*TASK OBJECTIVE*:
Copy out all the data, word for word.

*Object position labeling entries*:

^^^^

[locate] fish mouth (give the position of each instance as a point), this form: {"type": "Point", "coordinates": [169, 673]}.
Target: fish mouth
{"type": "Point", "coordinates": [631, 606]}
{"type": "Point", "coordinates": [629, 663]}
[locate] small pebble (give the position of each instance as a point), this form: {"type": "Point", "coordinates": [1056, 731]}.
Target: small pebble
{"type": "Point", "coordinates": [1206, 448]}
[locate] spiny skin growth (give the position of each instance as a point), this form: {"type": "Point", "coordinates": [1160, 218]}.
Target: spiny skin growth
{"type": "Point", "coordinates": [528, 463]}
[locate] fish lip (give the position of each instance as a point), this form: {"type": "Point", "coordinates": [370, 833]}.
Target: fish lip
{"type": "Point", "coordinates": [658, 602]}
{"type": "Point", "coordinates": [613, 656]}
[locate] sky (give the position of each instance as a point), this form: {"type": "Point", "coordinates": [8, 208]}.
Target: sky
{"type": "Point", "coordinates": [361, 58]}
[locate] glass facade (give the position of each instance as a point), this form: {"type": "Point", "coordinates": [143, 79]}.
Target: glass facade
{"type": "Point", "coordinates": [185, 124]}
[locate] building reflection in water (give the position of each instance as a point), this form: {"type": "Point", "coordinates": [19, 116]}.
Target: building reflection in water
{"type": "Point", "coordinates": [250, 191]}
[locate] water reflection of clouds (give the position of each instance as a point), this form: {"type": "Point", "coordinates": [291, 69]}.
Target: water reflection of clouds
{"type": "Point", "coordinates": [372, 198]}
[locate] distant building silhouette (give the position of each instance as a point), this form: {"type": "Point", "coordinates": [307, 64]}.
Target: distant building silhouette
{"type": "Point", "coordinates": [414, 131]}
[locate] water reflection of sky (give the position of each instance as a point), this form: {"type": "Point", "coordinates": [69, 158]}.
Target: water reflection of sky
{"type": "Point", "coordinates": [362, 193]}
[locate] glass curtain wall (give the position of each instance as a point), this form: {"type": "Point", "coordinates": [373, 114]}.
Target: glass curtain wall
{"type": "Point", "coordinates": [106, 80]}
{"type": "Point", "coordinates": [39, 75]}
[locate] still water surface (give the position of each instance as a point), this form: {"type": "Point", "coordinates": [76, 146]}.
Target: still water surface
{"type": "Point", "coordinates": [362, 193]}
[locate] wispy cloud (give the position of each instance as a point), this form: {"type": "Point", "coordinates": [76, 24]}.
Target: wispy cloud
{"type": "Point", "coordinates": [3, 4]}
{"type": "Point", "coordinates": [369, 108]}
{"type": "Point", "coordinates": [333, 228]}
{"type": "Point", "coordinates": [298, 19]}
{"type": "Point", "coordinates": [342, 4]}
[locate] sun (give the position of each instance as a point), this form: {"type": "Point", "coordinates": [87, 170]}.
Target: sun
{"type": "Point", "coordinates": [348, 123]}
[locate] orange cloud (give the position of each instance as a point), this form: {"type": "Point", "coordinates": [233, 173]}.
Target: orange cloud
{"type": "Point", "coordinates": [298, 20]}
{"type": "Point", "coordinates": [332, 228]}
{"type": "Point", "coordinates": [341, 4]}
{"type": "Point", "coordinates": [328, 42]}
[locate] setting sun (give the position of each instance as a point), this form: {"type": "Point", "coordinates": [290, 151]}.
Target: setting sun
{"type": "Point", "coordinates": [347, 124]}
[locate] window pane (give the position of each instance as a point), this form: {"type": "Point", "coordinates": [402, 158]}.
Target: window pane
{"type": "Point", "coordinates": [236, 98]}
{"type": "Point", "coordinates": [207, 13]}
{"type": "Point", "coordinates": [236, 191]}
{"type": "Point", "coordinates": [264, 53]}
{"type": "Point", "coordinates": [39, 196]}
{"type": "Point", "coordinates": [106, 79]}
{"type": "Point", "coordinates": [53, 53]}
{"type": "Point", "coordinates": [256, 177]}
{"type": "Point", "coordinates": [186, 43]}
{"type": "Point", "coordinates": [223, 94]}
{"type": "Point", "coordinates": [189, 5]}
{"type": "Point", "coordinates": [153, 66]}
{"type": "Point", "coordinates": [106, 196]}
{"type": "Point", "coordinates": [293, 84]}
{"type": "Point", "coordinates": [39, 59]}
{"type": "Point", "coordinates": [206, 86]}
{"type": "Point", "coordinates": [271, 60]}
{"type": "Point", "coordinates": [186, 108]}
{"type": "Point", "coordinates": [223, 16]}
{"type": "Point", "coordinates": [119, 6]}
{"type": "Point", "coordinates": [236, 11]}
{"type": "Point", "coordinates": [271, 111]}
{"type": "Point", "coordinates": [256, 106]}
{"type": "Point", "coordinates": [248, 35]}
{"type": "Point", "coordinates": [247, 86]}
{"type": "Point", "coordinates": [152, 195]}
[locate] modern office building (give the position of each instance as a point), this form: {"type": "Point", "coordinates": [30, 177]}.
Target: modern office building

^^^^

*WRITTEN SOLUTION*:
[locate] fish mouth (give the position of each instance as a point), this form: {"type": "Point", "coordinates": [169, 673]}.
Target: fish mouth
{"type": "Point", "coordinates": [631, 606]}
{"type": "Point", "coordinates": [629, 663]}
[locate] small pebble (give the position of each instance as a point), this form: {"type": "Point", "coordinates": [1056, 731]}.
Target: small pebble
{"type": "Point", "coordinates": [1206, 448]}
[locate] spiny skin growth (give the position of each instance as a point), this form: {"type": "Point", "coordinates": [1160, 218]}.
Target: spiny skin growth
{"type": "Point", "coordinates": [528, 463]}
[locate] fish lip (give the position of each instance as a point), this form: {"type": "Point", "coordinates": [370, 833]}.
Target: fish lip
{"type": "Point", "coordinates": [658, 602]}
{"type": "Point", "coordinates": [613, 656]}
[locate] sky (give the position of each instance as a point), this form: {"type": "Point", "coordinates": [8, 208]}.
Target: sky
{"type": "Point", "coordinates": [361, 58]}
[locate] glass facade (give the position of each instance as a point), this form: {"type": "Point", "coordinates": [143, 79]}.
Target: glass facade
{"type": "Point", "coordinates": [185, 124]}
[locate] building reflection in water (give the position of each instance as a point), this form: {"type": "Point", "coordinates": [19, 116]}.
Target: building reflection in water
{"type": "Point", "coordinates": [250, 191]}
[locate] water reflection of clouds (give the position of each instance as a point), this form: {"type": "Point", "coordinates": [291, 69]}.
Target: water reflection of clouds
{"type": "Point", "coordinates": [372, 198]}
[locate] distant building silhouette (give the position of each instance as a point), this form: {"type": "Point", "coordinates": [307, 64]}.
Target: distant building silhouette
{"type": "Point", "coordinates": [414, 131]}
[locate] water reflection of sky (give the position of each instance as a point), this form: {"type": "Point", "coordinates": [69, 158]}.
Target: water reflection of sky
{"type": "Point", "coordinates": [362, 193]}
[locate] glass curtain wall (give the position of each instance as a point), this form: {"type": "Point", "coordinates": [373, 114]}.
Target: glass curtain wall
{"type": "Point", "coordinates": [106, 80]}
{"type": "Point", "coordinates": [39, 75]}
[locate] still water surface (give the position of each instance as a point), this form: {"type": "Point", "coordinates": [76, 146]}.
Target: still water surface
{"type": "Point", "coordinates": [362, 193]}
[locate] wispy cloud (give the position of each instance as a point), this form: {"type": "Point", "coordinates": [76, 24]}.
Target: wispy cloud
{"type": "Point", "coordinates": [3, 4]}
{"type": "Point", "coordinates": [369, 108]}
{"type": "Point", "coordinates": [333, 228]}
{"type": "Point", "coordinates": [298, 19]}
{"type": "Point", "coordinates": [342, 4]}
[locate] sun (give the position of each instance as a point), this form: {"type": "Point", "coordinates": [87, 170]}.
Target: sun
{"type": "Point", "coordinates": [348, 123]}
[locate] orange cloud (give the position of each instance as a point), this form: {"type": "Point", "coordinates": [233, 173]}.
Target: orange cloud
{"type": "Point", "coordinates": [298, 20]}
{"type": "Point", "coordinates": [332, 228]}
{"type": "Point", "coordinates": [341, 4]}
{"type": "Point", "coordinates": [328, 42]}
[locate] setting sun (give the position of each instance as a point), this form: {"type": "Point", "coordinates": [290, 151]}.
Target: setting sun
{"type": "Point", "coordinates": [347, 124]}
[locate] window pane (give the position of each instance as a point), this form: {"type": "Point", "coordinates": [402, 158]}.
Target: window pane
{"type": "Point", "coordinates": [236, 98]}
{"type": "Point", "coordinates": [207, 13]}
{"type": "Point", "coordinates": [236, 191]}
{"type": "Point", "coordinates": [264, 53]}
{"type": "Point", "coordinates": [39, 196]}
{"type": "Point", "coordinates": [106, 79]}
{"type": "Point", "coordinates": [53, 53]}
{"type": "Point", "coordinates": [256, 177]}
{"type": "Point", "coordinates": [186, 43]}
{"type": "Point", "coordinates": [223, 94]}
{"type": "Point", "coordinates": [189, 5]}
{"type": "Point", "coordinates": [153, 66]}
{"type": "Point", "coordinates": [106, 196]}
{"type": "Point", "coordinates": [293, 84]}
{"type": "Point", "coordinates": [39, 59]}
{"type": "Point", "coordinates": [206, 86]}
{"type": "Point", "coordinates": [271, 60]}
{"type": "Point", "coordinates": [186, 108]}
{"type": "Point", "coordinates": [223, 16]}
{"type": "Point", "coordinates": [119, 6]}
{"type": "Point", "coordinates": [236, 11]}
{"type": "Point", "coordinates": [271, 111]}
{"type": "Point", "coordinates": [256, 106]}
{"type": "Point", "coordinates": [248, 35]}
{"type": "Point", "coordinates": [247, 86]}
{"type": "Point", "coordinates": [152, 195]}
[locate] modern office building (give the position of each instance as a point), this form: {"type": "Point", "coordinates": [30, 177]}.
Target: modern office building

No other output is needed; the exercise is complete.